What you are asked to do »
Find all lines below containing the string "wall" and return them.

Source information »
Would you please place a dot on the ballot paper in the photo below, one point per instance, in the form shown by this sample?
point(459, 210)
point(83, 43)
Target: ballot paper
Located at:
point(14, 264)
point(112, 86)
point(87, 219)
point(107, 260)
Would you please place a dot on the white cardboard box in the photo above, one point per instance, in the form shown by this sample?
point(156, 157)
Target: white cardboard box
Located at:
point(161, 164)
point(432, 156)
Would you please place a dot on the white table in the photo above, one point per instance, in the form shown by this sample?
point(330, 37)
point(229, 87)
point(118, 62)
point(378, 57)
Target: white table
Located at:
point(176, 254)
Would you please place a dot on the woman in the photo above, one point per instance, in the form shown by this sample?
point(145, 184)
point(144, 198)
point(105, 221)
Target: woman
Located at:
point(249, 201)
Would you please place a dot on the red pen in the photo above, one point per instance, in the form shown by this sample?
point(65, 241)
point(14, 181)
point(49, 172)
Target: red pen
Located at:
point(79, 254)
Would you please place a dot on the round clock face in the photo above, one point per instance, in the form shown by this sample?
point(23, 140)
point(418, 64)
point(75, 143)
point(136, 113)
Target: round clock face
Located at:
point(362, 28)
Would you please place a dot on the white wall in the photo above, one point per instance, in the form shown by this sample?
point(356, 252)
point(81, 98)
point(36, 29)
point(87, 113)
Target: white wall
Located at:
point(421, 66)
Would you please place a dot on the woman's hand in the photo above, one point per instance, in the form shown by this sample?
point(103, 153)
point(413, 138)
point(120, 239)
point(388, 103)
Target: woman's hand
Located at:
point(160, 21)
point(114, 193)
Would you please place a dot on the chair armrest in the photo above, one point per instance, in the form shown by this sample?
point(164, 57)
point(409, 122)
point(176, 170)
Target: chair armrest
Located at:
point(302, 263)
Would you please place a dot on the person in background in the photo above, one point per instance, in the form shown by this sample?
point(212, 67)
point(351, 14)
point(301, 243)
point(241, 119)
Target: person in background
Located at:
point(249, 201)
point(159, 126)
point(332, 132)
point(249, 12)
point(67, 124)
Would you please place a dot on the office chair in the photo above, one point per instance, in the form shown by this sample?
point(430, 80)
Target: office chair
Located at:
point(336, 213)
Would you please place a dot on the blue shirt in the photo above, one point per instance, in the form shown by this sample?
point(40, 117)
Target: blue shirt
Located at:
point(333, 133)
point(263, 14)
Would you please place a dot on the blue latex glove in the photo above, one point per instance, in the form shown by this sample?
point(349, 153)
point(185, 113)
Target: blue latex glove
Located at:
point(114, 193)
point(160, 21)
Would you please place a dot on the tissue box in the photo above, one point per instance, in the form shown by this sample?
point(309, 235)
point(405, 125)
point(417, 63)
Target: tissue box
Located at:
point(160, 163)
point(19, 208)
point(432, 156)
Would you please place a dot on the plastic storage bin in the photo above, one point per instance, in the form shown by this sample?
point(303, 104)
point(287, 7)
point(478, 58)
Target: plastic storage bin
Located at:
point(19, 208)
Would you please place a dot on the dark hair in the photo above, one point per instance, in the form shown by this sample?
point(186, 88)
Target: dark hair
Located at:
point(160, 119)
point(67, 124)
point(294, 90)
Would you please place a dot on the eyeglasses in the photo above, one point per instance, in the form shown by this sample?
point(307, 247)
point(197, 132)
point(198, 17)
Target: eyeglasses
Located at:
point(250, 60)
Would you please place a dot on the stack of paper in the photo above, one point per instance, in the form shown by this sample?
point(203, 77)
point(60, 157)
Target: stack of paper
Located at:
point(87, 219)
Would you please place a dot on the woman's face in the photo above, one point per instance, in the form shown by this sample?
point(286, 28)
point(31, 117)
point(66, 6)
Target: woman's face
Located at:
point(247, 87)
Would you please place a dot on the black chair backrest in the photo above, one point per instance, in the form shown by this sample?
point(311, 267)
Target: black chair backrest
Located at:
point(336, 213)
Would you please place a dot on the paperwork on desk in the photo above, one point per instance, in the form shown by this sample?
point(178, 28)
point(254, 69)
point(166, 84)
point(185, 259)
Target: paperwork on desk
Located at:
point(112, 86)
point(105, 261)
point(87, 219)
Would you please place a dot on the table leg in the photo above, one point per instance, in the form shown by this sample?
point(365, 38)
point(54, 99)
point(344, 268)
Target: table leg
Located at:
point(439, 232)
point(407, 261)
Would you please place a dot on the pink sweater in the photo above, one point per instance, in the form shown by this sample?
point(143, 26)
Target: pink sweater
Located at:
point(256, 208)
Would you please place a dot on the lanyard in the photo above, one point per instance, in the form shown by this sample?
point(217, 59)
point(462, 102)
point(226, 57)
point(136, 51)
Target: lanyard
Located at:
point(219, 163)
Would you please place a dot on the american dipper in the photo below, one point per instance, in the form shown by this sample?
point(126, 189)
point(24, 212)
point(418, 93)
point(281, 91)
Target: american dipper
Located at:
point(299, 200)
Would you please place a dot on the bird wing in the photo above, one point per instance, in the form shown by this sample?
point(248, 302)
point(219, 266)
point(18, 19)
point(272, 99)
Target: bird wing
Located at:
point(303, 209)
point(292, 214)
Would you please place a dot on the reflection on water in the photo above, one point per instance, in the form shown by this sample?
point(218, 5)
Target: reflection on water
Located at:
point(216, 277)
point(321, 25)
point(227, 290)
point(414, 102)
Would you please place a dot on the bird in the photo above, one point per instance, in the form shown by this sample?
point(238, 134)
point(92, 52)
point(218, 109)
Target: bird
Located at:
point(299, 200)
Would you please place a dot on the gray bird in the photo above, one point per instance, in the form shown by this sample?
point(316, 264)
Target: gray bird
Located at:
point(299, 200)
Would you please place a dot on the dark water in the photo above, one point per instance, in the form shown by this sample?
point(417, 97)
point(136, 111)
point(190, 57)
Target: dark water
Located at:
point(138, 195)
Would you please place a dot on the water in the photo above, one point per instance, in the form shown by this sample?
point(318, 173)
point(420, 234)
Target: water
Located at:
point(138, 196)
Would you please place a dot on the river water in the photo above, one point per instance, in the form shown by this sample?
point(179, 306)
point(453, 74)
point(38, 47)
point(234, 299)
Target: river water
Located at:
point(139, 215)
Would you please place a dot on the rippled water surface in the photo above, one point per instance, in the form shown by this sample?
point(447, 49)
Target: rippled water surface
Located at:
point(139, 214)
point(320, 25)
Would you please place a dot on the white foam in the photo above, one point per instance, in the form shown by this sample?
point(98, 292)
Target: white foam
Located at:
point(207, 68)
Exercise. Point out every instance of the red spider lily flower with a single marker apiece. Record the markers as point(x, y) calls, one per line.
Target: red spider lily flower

Reply »
Would you please place a dot on the white wall in the photo above, one point per instance, in the form shown by this sample?
Target: white wall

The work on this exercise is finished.